# Metin Alıntısı
"""

Meclis, muhalefetsizdi ama muhalefetsizlik uzun sürmeyecekti. Kısa süre sonra o meclisteki Anadolu ve Rumeli Müdafaa-i Hukuk Cemiyetleri bir araya gelip Cumhuriyet Halk Fırkasını kurdu.
Mustafa Kemal'in eski silah arkadaşları ise, Terakkiperver Cumhuriyet Fırkası adı altında buluştu. Terakkiperver Cumhuriyet Fırkası kuruluş bildirgesinde, kendini hürriyetten yana, "dine ve inançlara saygılı" olarak tanımlamıştı; ancak o son iki kelime tehdit sayıldı. Bu yüzden, o fırkanın ömrü uzun süreli olmadı.
HİLÂFETİN KALDIRILMASI, ŞEYH SAİD'İ HAREKETE GEÇİRDİ!
Uzun süren tartışmalar sonunda, 3 Mart 1924'te beklenen son gerçekleşti. Genç Cumhuriyet, en büyük virajlardan birini döndü ve hilâfet o gün uzun tartışmaların sonunda kaldırıldı. Bu olayın ardından Anadolu'da içten içe kaynayan kazan da taştı.

"""

# Veri Satırları
"""

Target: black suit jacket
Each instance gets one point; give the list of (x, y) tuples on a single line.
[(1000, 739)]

"""

# Kısa Görev
Metin alıntısına göre hilâfet hangi tarihte kaldırıldı? Bu liste başka bir kaynaktan alınmıştır.

# Yanıt Aşağıda
Hilâfet 3 Mart 1924'te kaldırıldı.